## Task to complete
Please print exactly the lines running from the one that contains "I would be grateful if you could mark the dirt trail" to the end of the data, with both lines included.

## The data
■ ■ ■ ■ ■

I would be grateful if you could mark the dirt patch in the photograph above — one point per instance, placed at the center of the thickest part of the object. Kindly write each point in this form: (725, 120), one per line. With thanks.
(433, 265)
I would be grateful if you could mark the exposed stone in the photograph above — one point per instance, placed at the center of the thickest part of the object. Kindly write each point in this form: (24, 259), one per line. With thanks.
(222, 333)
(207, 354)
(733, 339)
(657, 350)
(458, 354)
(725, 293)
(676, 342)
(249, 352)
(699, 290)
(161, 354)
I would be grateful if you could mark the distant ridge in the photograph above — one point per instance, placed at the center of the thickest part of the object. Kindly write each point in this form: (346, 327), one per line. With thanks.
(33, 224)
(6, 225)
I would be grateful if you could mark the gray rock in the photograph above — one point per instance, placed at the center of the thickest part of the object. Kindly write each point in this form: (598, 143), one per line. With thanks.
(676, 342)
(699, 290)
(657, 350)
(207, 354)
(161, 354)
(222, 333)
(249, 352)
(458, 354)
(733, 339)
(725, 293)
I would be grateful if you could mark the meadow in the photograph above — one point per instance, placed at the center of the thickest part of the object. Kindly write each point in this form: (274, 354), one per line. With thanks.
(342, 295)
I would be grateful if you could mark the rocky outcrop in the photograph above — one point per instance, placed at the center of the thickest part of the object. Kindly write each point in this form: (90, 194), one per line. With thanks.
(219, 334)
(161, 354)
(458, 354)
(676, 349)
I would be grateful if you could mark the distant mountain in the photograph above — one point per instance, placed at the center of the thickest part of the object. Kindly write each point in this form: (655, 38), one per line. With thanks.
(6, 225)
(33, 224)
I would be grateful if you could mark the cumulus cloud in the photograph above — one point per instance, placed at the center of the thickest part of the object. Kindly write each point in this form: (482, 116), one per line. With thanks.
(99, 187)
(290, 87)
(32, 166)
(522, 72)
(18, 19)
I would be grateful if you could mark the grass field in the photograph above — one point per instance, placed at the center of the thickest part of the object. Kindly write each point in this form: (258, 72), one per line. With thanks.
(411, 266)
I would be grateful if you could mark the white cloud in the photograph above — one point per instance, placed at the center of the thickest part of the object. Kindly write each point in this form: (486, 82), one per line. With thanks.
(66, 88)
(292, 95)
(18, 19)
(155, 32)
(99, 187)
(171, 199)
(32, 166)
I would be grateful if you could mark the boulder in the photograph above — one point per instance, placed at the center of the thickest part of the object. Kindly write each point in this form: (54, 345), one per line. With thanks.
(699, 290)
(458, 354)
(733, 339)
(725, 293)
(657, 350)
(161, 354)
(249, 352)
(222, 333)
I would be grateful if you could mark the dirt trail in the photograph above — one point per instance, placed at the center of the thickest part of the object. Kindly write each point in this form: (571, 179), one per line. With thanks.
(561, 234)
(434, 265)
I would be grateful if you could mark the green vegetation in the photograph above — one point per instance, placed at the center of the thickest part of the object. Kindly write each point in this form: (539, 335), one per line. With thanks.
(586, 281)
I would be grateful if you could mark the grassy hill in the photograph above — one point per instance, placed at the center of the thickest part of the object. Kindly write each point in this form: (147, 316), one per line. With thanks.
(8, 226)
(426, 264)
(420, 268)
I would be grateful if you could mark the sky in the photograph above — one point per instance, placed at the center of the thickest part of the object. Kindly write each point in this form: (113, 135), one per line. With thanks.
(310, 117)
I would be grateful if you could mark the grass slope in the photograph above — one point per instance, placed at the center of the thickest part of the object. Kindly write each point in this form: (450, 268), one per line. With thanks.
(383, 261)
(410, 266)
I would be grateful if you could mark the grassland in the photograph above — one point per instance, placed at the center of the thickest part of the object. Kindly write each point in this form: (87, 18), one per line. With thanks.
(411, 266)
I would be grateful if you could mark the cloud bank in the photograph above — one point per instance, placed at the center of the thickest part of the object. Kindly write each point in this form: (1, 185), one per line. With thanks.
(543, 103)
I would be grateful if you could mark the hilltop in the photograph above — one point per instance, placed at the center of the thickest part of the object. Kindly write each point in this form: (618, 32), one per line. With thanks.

■ ■ ■ ■ ■

## Result of the task
I would be grateful if you could mark the dirt trail in the photograph above — one point per instance, placed at the center of the thickest part of the object. Kindly write each point in this form: (571, 179), one per line. With thanks.
(561, 234)
(434, 265)
I would be grateful if you could mark the green vegetation in the photograph above — one point per instance, placed at the center of the thickest part of the object. Kindly write each point in this form: (539, 335), one per line. With thanks.
(586, 281)
I would be grateful if you could mark the grassy hill in the photograph above — one point per instance, placed at the center of the thickest part of the object. Kindly write each point in this form: (147, 316), one per line. With thanks.
(8, 226)
(426, 264)
(420, 268)
I would be grateful if you could mark the sky in the photograph above — one point per instance, placed at the center of the thickest part of the object. Kindly write each point in this form: (113, 135), one per line. With thanks.
(310, 117)
I would be grateful if you could mark the grass slope in the photograph above — one point per instance, placed at the center of the thickest part of the object. Kindly write each point in this form: (450, 268), one per line. With thanks.
(383, 261)
(410, 266)
I would be grateful if you could mark the grassland in the photograph above — one point per instance, placed at the center of the thickest part of the object. Kindly write each point in this form: (87, 18), one per line. With thanks.
(411, 266)
I would be grateful if you could mark the cloud bank in the photograph above — one point per instance, placed at the center of the thickest part of the object. Kindly write each point in this form: (1, 185), one per line. With thanks.
(543, 103)
I would be grateful if you could mark the hilltop in the photograph above — one point per instance, placed at the center of the thickest part of the object. Kindly write each point in this form: (618, 32), one per line. With thanks.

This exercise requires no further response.